> **TEXTE CITÉ**
####################

[LP] Ray LaMontagne – Ouroboros

Les cieux sont des mystères. Labyrinthes de vapeur, d’éblouissement et de vide. Dans leur profondeur gravitent des planètes, des mondes et des incertitudes. De quoi nous rappeler que nous sommes si petits. Petits face à l’immense. Petits face au vertige. C’est dans cette atmosphère incertaine que Ray LaMontagne délivre son cinquième album.

Ray LaMontagne - Ouroboros

Le songwriter américain est un caméléon des musiques. Depuis plus de dix ans, il avance à travers les genres, les rencontres et les expériences. Se nourrissant de folk, de pop et de rock, Ray LaMontagne établit des albums aux contours si différents, mais à la richesse si débordante.

« Ouroboros » est son cinquième disque. Référence au perpétuel retour. Celui où le serpent se mord la queue. Celui du cycle de l’évolution clos. Huit titres divisés en deux parties, comme la queue et la tête. Comme l’union de deux parties. Ou serait-ce la scission ? L’éclosion. Ainsi, Ray LaMontagne balaie nos doutes et nos questions. Il construit un monde aux éléments troubles, aux réponses fuyantes dans un infini cosmos. Il y a, là, l’idée de l’espace et du temps. Il établit un monde incertain qui permet la perte et l’onirisme. Sous nos pieds et sur nos têtes, les limites s’enfuient. Les titres s’installent dans le temps. La musique défile sur les minutes. Transe anodine et lyrique. Laisser aux instants qui passent l’impulsion. Ray LaMontagne va chercher, dans le temps, l’envoûtement. Autant tétanisant que libérateur, « Ouroboros » laisse la musique flotter à travers les vides profonds. De cette manière, une brume épaisse traverse l’album, telle un fil d’Ariane vaporeux. Une musique enveloppante et engouffrante se pose comme décor, se suit et se dépasse, titre après titre. Mystique et électrique. Insaisissable et orageuse.

Dans cet espace-temps percutant, Ray LaMontagne façonne par le psychédélique le rock, la pop et le folk. S’ensuivent des échos sombres et électrifiés. La musique s’empare d’une texture nébuleuse et pourtant si glaciale. La musique est un ensemble. La musique est un tout. Elle se dresse et surplombe par sa commune identité. Il y a ici quelque chose de l’ordre de la puissance. Elle est la vague et l’incendie en même temps. Forte, gracieuse et dangereuse. Elle permet l’apnée jubilatoire. Parmi cet ensemble, le chant avance tel un serpent. Au contact de la musique, en glissant sur les mélodies, il se répand à travers le nuage cosmique. Il y a là quelque chose de pénétrant et de langoureux. Puissant venin. Ray LaMontagne chante l’éveil et sa voix éclot. Une fleur rare dans les brumes des jardins interdits.

####################

> **LIGNES DE DONNÉES**
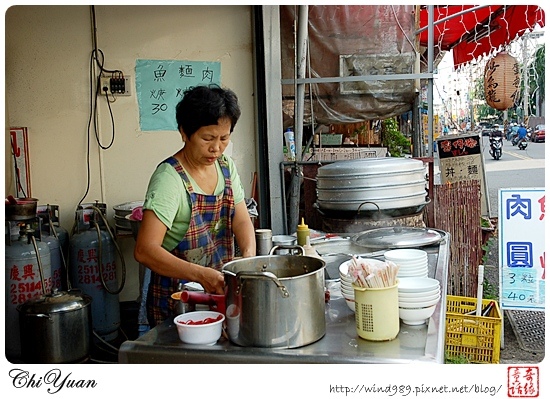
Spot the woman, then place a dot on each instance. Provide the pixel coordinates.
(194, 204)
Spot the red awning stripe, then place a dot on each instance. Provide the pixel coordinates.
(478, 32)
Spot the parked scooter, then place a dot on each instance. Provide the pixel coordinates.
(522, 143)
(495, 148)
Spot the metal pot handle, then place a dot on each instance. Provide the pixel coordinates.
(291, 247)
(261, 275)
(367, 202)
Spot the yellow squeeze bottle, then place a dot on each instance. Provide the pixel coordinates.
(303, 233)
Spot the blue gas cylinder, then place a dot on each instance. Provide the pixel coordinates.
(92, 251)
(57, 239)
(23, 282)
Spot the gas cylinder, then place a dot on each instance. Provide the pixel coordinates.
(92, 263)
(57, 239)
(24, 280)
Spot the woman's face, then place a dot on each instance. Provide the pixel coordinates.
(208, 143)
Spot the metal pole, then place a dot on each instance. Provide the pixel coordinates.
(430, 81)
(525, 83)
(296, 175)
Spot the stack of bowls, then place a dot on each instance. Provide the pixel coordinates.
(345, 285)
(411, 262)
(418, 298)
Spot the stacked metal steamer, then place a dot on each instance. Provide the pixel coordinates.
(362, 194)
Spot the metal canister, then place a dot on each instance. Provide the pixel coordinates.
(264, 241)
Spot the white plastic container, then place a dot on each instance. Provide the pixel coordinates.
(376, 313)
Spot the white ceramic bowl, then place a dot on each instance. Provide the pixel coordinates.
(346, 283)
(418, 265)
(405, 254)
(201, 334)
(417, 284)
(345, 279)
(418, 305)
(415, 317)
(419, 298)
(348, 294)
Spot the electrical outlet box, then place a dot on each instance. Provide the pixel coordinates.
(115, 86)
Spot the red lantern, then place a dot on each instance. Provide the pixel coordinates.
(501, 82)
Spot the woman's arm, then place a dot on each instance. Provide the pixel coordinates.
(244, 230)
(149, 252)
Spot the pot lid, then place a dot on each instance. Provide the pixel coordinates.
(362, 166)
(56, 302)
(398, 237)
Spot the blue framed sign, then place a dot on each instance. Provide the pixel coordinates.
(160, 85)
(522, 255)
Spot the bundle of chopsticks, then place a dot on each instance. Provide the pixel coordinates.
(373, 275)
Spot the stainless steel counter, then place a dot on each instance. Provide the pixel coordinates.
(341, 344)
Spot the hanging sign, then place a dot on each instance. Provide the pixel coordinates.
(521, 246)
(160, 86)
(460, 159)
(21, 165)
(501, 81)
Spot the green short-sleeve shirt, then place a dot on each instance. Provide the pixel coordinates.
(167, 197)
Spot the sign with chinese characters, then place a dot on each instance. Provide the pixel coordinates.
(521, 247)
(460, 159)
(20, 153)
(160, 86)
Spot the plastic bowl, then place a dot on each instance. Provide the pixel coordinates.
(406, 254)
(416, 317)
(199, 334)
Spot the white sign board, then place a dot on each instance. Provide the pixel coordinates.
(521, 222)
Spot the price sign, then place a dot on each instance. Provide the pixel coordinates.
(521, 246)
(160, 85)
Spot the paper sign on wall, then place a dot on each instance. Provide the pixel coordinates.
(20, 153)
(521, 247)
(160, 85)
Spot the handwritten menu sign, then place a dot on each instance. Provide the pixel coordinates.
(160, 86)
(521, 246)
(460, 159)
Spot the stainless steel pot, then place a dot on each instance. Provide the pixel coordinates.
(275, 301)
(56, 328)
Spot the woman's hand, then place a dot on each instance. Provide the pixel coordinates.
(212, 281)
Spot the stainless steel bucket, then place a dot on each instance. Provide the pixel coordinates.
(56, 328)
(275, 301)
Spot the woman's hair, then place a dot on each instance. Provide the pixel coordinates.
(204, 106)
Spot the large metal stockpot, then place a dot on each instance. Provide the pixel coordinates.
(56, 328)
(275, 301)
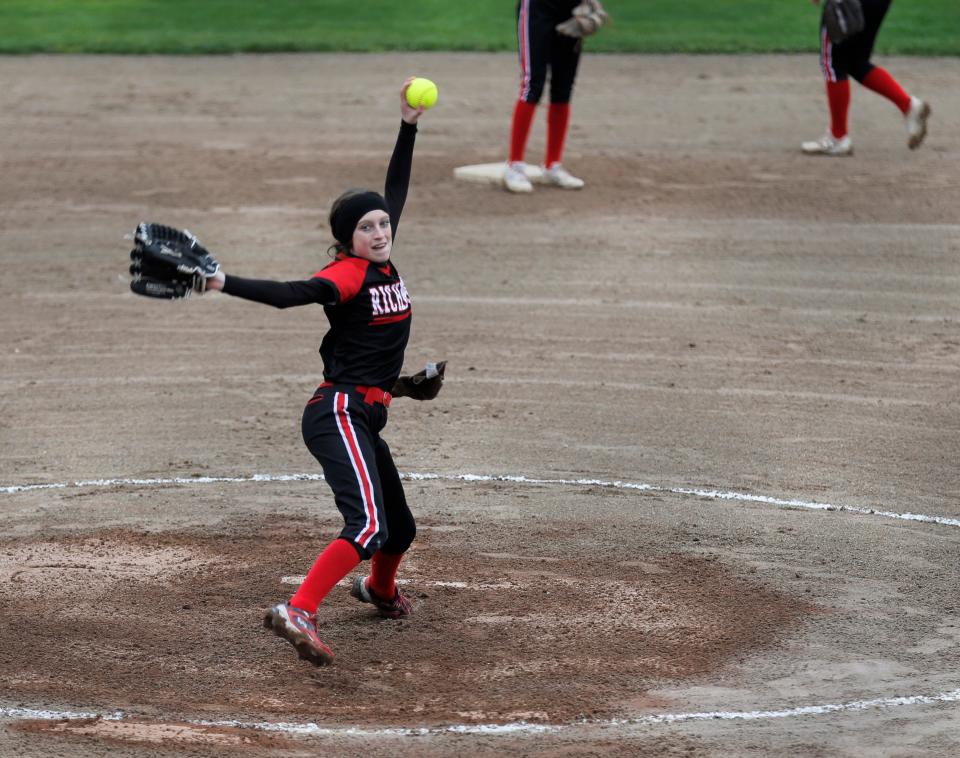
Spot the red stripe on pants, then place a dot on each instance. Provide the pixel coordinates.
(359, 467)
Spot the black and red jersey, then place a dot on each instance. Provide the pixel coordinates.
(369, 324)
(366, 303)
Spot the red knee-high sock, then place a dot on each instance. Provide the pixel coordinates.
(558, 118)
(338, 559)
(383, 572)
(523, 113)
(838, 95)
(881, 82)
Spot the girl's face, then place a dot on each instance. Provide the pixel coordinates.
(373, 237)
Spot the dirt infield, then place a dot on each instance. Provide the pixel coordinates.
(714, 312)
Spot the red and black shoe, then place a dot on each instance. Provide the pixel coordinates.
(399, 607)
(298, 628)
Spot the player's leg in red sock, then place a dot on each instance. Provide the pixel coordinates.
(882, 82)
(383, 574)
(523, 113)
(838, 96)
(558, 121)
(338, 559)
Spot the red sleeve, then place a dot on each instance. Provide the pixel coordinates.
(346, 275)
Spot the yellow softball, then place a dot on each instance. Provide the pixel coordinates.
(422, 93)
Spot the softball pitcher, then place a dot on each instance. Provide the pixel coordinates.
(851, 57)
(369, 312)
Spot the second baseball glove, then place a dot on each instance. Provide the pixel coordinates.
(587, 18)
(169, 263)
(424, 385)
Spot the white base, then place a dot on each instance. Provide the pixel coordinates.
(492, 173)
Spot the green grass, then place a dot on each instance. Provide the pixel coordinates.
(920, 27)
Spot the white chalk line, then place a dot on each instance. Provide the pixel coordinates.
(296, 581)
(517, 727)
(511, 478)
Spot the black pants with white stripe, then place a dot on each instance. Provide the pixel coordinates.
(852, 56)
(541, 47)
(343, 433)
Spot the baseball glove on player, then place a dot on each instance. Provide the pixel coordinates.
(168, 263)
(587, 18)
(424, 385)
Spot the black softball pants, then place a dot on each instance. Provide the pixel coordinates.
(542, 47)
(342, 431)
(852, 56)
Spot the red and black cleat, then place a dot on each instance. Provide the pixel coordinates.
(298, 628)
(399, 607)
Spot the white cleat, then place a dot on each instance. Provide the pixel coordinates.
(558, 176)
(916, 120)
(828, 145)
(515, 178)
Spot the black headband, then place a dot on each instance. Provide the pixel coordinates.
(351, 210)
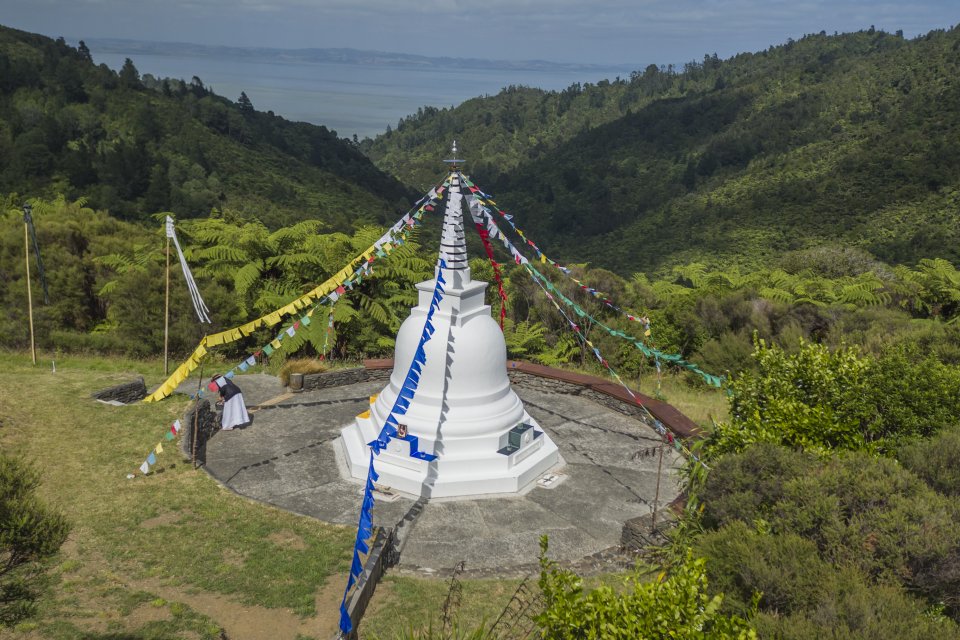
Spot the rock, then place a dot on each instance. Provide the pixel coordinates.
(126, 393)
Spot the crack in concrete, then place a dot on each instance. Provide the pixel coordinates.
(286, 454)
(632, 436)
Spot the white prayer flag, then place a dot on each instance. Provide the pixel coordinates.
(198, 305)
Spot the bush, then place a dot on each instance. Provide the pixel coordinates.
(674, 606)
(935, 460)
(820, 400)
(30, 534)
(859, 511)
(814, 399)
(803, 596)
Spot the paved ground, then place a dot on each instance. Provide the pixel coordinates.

####################

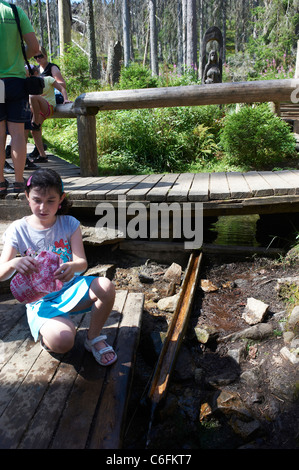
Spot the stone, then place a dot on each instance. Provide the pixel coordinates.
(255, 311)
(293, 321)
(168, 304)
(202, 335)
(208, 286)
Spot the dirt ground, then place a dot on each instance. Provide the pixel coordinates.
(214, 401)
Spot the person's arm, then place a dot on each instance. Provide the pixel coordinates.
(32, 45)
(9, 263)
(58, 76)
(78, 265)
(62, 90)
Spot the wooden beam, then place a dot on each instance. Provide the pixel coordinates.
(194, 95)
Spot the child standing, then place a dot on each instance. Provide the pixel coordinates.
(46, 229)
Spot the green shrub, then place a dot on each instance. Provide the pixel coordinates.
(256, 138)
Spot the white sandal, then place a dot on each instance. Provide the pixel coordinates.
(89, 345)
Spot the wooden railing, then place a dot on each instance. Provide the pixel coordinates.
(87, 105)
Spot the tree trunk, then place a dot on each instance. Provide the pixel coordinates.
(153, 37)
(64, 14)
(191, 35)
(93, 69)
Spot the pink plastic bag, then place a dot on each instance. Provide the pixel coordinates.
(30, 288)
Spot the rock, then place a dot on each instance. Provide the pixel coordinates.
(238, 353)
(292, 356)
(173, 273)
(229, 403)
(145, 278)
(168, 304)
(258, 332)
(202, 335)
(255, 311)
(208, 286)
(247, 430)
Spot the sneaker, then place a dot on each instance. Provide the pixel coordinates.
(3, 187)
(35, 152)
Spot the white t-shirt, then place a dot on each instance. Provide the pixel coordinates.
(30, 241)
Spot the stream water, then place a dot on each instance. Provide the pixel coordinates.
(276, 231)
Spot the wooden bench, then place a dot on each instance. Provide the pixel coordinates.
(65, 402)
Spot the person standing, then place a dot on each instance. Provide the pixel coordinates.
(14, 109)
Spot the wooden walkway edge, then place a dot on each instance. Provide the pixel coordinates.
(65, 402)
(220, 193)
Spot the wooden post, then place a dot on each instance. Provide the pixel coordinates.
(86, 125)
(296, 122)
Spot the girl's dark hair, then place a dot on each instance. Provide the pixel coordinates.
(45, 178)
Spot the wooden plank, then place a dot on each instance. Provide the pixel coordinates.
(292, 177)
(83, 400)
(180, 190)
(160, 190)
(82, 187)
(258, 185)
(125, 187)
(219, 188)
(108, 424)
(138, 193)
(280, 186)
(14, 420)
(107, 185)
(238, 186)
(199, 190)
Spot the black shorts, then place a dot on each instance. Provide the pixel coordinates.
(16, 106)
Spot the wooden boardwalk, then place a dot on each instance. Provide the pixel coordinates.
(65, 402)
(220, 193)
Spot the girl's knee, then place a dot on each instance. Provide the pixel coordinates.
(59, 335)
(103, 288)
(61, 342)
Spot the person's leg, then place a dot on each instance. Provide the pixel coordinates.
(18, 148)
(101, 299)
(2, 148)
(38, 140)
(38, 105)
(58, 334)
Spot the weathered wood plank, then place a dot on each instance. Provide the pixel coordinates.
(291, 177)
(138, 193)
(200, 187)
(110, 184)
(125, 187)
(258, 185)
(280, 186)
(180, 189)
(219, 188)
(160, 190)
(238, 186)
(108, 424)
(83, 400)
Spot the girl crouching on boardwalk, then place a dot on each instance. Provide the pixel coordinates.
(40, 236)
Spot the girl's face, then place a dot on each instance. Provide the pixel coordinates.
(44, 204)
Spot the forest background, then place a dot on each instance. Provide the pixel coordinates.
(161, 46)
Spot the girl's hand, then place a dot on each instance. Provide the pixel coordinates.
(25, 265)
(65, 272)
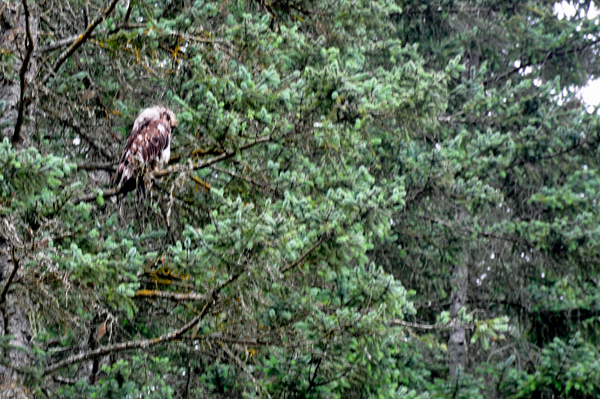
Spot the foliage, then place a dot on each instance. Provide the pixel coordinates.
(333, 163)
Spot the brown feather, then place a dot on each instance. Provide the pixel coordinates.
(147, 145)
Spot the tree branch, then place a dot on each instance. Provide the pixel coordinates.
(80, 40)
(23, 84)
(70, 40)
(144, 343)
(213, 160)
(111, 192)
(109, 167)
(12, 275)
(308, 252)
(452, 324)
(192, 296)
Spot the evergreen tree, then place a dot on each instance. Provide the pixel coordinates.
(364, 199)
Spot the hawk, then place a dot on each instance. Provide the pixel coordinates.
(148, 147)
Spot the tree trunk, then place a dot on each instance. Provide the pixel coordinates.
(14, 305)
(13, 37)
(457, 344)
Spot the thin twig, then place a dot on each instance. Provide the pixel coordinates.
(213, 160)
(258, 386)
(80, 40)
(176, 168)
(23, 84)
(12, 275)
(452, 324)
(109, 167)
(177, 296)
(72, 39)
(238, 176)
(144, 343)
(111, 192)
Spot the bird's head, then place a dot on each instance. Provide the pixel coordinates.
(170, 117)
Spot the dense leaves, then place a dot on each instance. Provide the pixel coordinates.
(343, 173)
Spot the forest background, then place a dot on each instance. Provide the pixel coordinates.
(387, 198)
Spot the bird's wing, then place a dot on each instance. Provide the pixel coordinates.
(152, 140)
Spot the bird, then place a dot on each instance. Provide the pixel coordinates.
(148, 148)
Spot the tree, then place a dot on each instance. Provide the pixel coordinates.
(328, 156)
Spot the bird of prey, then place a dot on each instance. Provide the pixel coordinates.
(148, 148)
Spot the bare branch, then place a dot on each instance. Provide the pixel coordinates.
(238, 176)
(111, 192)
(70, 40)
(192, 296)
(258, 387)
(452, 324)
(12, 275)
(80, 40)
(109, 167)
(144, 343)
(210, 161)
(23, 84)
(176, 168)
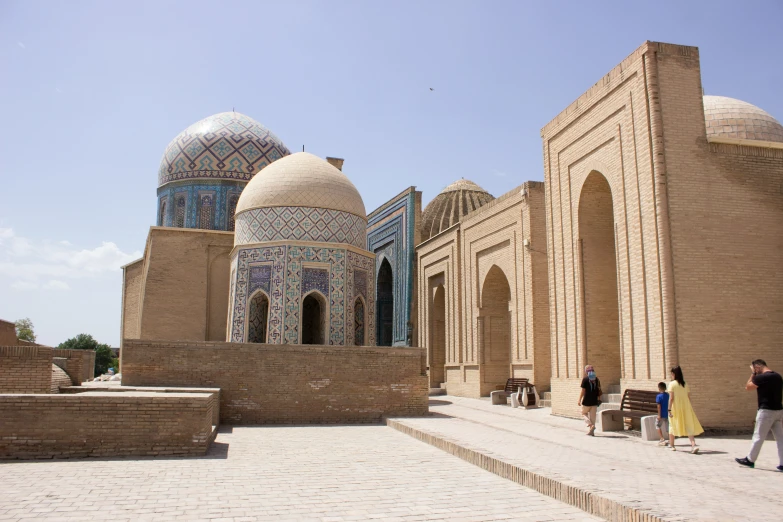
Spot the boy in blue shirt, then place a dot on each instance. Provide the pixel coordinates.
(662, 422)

####################

> **EXERCICES**
1. D'après la chronique sur « Ouroboros », combien de titres compte cet album de Ray LaMontagne ?
2. Donnez la suite de la chronique sur « Ouroboros », s'il vous plaît, en reprenant juste après sa dernière phrase.

> **EN RÉPONSE**
1. Huit titres, divisés en deux parties.

2.
« Ouroboros » s’ouvre avec le puissant « Homecoming ». La voix fantomatique, quasi biblique, part combattre la tension, installée par la musique des premiers instants. Ascendant. Descendant. Le chant s’affirme comme l’effluve sage et légère. Après la fin. Avant la fin. Huit minutes pour appréhender l’écho et atteindre la renaissance. Suivra « Hey, No Pressure », envolée fougueuse et groovy qui porte un timbre si sensuel. Ray LaMontagne construit une atmosphère nonchalante et incandescente. Au fil de ses premiers morceaux, il joue de nos sens, de nos attentes et s’offre dans un certain voyage dans l’inattendu.

La deuxième partie débute avec le tendre « In My Own », qui deviendra entêtant. Il porte la profondeur et l’aérien. Tellement cosmique. Là, le chant s’appréhende comme on appréhende le divin et l’apesanteur. Ray LaMontagne a l’art d’établir la fragilité et de la sublimer par la noble sensibilité. Il dresse un titre fait de pureté et de délicatesse. Lueur après la tempête. À cette image, « Another Day » porte les traits canoniques. Puis, peu à peu, continuant sa course dans la boucle sans fin, Ray LaMontagne revient subtilement aux notes de guitares résonnantes et pénétrantes. Il donnera à la musique toute sa place avec « A Murmutation of Starlings ». Telle l’apogée calme, « Wouldn’t It Make A Lovely Photograph » clôt l’album avec apaisement. L’idée de photographie apparaît alors comme l’instant capté, le mouvement devenu image fixe. De nouveau, Ray LaMontagne s’inscrit dans un espace et dans un temps. Fin d’un cercle, qui ne tend qu’à recommencer.

crédit : Brian Stowell
crédit : Brian Stowell

« Ouroboros » s’écoute de cette façon, à l’infini. Ray LaMontagne nous propose un parcours musical et initiatique dans un cosmos orageux, mais qui se connaît aussi calme. Huit titres en deux parties, pour approcher la renaissance et l’obscurité dans laquelle elle prend racine.

« Ouroboros » de Ray LaMontagne est disponible depuis le 4 mars 2016 chez Stone Dwarf LLC.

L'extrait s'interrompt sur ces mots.